# TO BE DONE:
Update the records below by replacing "dermoscopic image" with "timber yard scene" wherever it occurs, leaving everything else unchanged.

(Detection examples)
_ _ _
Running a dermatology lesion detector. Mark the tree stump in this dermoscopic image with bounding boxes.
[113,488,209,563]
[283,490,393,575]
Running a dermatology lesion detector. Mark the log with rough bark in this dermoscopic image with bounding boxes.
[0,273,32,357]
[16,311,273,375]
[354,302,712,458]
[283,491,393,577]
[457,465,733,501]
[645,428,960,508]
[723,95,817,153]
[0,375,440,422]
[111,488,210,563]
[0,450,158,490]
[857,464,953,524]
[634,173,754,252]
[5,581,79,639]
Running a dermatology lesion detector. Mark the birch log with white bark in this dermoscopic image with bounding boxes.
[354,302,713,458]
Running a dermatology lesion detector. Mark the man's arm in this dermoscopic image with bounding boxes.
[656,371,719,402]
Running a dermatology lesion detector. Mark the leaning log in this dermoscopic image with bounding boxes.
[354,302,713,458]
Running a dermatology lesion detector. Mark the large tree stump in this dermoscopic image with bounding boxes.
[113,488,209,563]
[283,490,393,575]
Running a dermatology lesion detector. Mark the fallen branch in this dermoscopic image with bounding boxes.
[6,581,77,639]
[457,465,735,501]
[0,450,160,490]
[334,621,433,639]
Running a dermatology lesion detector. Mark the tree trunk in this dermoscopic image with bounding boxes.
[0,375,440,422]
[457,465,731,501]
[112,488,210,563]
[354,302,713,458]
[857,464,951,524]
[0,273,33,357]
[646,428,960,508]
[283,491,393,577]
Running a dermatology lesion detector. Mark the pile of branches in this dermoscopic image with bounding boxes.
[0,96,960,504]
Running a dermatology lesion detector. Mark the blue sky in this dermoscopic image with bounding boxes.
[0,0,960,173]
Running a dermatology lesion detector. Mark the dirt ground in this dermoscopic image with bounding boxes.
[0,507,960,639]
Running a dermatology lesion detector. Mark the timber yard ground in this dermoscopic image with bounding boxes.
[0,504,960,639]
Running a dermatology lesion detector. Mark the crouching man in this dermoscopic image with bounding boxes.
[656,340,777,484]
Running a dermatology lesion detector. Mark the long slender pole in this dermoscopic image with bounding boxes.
_ _ _
# TASK ANSWER:
Running a dermatology lesion detector. Mark the tree stump in this timber yard scene with bounding boxes.
[113,488,209,563]
[283,490,393,575]
Running a dermatology lesion detector. Mark the log with rough bark in this timber yard scene with bounding boxes.
[0,273,32,357]
[16,311,273,375]
[354,302,712,458]
[283,491,393,577]
[457,465,733,501]
[645,428,960,508]
[723,95,817,153]
[0,375,440,422]
[111,488,210,563]
[0,450,158,490]
[857,464,953,524]
[634,173,754,252]
[5,581,79,639]
Running a dermatology lesion detector. Mark the birch log with white bark in this timber yard scene with bounding boxes.
[354,302,713,458]
Running a dermatology lesion detector. Mark the man's arm in this timber yard scene with bounding boxes.
[656,371,719,402]
Running a dermatology lesion detector. Mark the leaning log in this timber yard scene with bounding boxes.
[354,302,713,458]
Running a dermatology lesion detector. Mark the large tree stump in this timber yard scene with bounding boxes.
[113,488,209,563]
[283,490,393,575]
Running a dermatology lesion detector. Mark the fallen branch in this timber yard scene with bounding boxes.
[6,581,77,639]
[457,465,735,501]
[0,450,160,490]
[334,621,433,639]
Running a dermatology lesion detector. Mark the tree trunk in this timber yard scene with bounding boxes.
[0,375,440,422]
[457,465,731,501]
[112,488,210,563]
[354,302,713,458]
[857,464,951,524]
[0,273,33,357]
[646,428,960,508]
[283,491,393,577]
Running a dermatology lesion detector. Mark the pile of branches in this timber yard scene with bounding boxes.
[0,96,960,504]
Running a dermatology lesion detector. Mark the blue sky in this timber yard scene with bounding boxes.
[0,0,960,173]
Running a dermatology lesion detector. Mark the dirt ground in this timber yard scene with bounding boxes.
[0,507,960,639]
Running a dermatology lesion detector. Mark the timber yard ground in this timber yard scene with bounding boxes.
[0,504,960,639]
Running a dermatology lesion detector. Mark the crouching man in this timber yard scene with bounding boxes.
[656,340,777,484]
Running a dermatology lesion detector. Mark the long slender pole in this timber yard scene with bounding boxes.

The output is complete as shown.